# 阅读文本
Python 自然语言处理 1.8 练习

Natural Language Processing with Python
Python 自然语言处理
1.8练习

5. Compare the lexical diversity scores for humor and romance fiction in Table 1-1. Which genre is more lexically diverse?

[√] romance fiction: 8.3
[x] humor:4.3

6. Produce a dispersion plot of the four main protagonists in Sense and Sensibility:Elinor, Marianne, Edward, and Willoughby. What can you observe about the different roles played by the males and females in this novel? Can you identify the couples?

text2.dispersion_plot(["Elinor","Marianne","Edward","Willoughby"])

7. Find the collocations(搭配) in text5 .

text5.collocations()

从一个集合中提取的数据:
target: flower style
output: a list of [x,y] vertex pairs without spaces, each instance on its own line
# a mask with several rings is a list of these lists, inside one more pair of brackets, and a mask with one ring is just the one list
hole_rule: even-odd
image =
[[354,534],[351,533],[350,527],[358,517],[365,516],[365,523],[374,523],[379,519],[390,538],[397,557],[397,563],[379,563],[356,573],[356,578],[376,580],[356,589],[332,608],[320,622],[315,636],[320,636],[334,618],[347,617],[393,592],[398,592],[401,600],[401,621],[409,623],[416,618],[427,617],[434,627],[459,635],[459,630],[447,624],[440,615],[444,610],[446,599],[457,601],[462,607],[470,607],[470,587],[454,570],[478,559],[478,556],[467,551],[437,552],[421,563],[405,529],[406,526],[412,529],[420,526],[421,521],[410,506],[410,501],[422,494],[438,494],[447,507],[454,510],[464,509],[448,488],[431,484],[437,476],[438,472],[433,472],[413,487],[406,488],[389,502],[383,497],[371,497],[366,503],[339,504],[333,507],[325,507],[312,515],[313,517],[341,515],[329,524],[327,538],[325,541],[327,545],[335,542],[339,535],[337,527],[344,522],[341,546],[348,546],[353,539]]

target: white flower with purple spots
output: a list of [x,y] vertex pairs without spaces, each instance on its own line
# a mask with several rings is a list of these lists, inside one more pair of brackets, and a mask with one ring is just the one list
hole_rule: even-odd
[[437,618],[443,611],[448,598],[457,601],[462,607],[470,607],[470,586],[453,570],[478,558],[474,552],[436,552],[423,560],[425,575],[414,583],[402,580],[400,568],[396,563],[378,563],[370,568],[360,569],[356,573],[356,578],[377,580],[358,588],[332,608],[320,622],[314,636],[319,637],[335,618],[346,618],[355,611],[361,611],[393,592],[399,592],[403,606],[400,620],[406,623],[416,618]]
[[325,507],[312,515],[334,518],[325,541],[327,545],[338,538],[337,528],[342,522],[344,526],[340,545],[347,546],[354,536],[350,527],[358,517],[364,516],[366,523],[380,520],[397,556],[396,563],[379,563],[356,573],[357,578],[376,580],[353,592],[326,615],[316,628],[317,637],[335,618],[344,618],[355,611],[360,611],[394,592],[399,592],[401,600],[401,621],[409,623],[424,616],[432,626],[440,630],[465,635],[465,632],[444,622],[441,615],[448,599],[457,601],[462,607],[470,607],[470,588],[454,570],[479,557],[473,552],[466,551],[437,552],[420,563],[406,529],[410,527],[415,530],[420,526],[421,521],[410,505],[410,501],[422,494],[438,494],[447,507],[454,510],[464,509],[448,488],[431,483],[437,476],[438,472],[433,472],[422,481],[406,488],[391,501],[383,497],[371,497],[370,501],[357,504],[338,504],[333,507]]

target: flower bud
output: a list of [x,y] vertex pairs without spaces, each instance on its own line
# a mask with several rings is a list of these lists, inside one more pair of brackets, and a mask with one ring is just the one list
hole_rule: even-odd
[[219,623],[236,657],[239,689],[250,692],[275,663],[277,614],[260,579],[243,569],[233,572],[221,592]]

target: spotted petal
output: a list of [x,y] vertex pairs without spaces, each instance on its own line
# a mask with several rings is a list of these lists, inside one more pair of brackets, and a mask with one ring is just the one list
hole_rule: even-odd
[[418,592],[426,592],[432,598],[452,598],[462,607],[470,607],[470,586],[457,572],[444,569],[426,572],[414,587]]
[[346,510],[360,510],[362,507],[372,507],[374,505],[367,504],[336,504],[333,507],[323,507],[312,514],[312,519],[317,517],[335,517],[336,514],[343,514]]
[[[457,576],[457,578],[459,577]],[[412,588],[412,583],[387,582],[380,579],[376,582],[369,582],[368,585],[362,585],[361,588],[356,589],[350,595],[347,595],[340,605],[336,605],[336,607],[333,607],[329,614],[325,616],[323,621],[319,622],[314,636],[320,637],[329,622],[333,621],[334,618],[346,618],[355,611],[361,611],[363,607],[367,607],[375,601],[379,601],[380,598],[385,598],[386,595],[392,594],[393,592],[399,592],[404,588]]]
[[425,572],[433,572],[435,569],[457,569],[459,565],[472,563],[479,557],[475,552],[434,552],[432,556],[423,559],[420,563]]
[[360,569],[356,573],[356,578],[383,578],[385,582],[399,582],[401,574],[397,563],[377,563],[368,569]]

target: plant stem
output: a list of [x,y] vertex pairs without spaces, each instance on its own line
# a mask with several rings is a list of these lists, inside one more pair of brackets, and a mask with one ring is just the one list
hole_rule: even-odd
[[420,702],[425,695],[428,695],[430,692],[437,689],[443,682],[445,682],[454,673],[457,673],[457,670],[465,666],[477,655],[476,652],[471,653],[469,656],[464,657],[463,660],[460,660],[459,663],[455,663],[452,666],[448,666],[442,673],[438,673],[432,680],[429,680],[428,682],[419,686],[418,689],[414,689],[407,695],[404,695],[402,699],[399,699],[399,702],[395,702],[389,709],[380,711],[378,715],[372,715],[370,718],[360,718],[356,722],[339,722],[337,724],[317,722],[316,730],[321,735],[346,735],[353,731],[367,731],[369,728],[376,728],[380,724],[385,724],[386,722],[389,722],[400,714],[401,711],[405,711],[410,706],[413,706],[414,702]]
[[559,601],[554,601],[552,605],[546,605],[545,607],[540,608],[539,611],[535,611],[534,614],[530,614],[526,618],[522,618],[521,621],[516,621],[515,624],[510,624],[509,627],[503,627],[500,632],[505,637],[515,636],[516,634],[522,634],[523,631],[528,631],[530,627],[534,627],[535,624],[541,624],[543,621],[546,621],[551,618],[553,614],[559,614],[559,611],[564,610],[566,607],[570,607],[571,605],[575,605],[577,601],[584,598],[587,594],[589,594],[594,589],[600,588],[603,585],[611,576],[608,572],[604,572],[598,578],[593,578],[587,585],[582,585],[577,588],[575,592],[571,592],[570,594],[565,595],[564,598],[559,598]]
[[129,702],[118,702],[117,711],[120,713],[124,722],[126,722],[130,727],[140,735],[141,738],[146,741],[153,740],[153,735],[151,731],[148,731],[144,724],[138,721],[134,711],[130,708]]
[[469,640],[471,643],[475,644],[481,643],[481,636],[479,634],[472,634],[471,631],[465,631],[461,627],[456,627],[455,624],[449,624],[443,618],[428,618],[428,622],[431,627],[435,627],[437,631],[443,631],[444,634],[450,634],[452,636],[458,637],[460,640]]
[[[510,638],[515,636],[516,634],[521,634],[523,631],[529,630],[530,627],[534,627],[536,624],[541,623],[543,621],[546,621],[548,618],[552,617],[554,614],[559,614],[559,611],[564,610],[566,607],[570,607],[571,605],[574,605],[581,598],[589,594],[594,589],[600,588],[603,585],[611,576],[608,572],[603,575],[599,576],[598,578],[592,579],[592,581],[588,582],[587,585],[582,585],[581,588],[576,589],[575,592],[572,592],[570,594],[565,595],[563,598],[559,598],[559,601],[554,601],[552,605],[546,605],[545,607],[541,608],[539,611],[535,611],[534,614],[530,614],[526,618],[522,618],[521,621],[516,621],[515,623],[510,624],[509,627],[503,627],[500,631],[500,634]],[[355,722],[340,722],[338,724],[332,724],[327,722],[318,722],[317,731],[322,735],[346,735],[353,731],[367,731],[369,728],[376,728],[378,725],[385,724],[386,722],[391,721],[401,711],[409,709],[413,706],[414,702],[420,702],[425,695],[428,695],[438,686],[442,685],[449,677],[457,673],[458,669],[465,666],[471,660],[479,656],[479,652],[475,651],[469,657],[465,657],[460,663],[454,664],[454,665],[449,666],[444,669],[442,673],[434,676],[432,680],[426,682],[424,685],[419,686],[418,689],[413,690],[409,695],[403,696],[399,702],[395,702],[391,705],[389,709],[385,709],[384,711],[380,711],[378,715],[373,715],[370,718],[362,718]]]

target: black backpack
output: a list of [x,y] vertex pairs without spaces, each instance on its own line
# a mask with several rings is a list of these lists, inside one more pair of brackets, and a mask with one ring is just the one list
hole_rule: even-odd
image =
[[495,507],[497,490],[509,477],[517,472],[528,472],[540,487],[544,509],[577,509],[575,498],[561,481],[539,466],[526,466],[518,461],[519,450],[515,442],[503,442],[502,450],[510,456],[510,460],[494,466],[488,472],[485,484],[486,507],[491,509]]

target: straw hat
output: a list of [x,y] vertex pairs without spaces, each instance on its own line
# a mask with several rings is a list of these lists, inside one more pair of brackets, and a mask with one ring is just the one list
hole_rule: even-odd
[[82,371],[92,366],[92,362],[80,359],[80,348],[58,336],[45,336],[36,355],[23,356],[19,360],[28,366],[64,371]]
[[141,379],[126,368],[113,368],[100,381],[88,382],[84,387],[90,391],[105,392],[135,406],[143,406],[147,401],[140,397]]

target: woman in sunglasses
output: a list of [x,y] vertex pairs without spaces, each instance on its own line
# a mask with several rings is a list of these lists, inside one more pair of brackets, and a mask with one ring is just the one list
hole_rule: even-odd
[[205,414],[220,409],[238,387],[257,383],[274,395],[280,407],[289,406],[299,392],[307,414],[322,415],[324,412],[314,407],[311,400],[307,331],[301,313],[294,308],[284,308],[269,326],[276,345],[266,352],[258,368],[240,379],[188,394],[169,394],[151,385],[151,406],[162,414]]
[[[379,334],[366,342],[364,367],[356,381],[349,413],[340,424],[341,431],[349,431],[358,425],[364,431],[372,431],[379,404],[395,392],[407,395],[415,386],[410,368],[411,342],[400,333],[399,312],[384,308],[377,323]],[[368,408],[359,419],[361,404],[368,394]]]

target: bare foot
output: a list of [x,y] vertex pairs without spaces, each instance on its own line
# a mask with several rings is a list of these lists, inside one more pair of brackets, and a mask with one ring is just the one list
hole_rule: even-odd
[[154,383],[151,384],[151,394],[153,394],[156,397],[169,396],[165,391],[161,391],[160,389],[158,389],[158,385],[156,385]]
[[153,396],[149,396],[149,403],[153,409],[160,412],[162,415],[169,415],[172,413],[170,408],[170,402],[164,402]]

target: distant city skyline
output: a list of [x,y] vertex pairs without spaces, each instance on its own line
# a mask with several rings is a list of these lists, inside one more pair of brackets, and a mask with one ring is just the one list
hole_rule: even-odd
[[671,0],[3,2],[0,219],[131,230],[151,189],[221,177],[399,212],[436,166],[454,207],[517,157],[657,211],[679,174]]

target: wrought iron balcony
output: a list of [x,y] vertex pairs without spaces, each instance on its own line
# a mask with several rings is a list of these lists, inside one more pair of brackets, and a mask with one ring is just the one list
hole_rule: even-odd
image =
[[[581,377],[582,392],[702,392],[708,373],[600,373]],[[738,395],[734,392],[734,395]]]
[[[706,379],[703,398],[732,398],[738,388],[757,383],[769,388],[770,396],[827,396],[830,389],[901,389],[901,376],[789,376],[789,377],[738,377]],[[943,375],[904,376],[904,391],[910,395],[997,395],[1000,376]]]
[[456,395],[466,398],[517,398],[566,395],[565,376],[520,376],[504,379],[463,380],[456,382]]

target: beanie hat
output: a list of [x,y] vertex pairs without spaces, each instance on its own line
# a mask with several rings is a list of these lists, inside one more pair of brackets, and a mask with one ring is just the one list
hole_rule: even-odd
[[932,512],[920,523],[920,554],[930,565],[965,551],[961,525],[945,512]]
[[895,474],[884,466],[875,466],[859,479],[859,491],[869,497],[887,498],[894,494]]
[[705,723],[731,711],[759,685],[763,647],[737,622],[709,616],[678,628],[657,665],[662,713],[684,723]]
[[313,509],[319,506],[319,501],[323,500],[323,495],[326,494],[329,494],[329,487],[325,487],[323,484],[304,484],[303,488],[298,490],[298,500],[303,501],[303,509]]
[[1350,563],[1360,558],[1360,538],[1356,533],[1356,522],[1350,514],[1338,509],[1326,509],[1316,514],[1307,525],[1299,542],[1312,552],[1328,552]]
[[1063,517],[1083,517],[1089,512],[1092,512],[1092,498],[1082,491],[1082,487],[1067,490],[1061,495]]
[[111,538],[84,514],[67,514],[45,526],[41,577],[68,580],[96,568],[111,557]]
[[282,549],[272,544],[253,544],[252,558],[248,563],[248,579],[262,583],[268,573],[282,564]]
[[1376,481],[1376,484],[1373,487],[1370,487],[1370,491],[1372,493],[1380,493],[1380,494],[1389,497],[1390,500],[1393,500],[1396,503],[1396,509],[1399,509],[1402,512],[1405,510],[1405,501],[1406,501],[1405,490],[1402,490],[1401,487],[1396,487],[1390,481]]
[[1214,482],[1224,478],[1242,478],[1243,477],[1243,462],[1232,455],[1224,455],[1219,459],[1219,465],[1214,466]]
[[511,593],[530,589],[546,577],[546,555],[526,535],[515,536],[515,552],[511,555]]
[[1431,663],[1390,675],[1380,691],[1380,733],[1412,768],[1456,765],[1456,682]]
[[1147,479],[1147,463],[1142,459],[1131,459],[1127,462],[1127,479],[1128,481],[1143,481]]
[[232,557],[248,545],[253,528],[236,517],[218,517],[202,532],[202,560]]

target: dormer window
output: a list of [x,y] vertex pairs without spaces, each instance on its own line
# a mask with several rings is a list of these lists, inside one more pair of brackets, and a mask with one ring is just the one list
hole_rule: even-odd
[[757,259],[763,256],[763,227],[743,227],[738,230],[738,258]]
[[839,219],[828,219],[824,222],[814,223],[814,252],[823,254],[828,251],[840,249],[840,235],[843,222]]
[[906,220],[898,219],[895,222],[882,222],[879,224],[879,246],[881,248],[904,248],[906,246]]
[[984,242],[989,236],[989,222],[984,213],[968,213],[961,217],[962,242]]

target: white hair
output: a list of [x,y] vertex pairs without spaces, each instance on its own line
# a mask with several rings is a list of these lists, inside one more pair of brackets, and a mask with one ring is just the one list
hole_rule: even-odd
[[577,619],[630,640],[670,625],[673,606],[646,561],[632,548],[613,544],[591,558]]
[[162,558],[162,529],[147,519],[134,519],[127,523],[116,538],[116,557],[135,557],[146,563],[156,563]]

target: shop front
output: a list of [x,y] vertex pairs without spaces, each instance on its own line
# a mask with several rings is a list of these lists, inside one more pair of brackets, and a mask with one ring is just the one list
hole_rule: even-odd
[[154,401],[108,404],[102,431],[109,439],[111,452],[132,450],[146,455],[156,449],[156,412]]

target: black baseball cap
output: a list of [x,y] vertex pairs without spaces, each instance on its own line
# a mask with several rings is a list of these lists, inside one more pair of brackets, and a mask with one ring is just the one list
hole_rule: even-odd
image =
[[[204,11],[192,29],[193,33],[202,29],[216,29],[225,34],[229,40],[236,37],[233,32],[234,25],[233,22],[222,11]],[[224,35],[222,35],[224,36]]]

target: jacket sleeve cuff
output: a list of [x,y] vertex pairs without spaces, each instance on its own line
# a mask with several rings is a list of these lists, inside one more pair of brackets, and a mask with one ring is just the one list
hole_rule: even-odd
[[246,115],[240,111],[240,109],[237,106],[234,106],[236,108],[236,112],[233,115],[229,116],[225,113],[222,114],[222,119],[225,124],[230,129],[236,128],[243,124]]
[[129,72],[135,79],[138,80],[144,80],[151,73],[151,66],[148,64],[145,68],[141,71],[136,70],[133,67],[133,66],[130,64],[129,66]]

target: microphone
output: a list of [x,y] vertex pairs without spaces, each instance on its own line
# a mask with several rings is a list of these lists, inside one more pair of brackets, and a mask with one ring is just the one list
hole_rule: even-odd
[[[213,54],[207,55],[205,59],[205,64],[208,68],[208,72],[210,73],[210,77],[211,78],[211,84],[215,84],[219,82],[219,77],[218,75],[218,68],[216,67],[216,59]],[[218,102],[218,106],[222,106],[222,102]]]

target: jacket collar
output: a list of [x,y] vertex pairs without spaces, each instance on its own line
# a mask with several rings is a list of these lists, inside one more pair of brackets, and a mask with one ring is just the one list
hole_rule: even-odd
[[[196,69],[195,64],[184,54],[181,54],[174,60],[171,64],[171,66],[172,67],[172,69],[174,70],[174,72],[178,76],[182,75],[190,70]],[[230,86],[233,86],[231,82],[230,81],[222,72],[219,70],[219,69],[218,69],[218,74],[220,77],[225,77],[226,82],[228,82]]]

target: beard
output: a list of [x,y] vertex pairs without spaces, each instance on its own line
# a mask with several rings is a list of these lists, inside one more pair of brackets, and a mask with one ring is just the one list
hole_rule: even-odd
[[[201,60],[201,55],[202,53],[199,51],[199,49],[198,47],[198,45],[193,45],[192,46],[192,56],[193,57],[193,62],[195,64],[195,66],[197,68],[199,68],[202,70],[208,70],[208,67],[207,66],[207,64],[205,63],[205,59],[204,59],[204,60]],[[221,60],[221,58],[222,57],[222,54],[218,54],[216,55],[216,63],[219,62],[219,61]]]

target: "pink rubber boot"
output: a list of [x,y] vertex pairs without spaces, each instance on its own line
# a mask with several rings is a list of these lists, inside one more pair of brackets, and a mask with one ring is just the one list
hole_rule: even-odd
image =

# 任务
请指出：在这篇 Python 自然语言处理练习中，第 7 题对 text5 调用的是哪个方法？

# 回答
调用的是 text5.collocations()。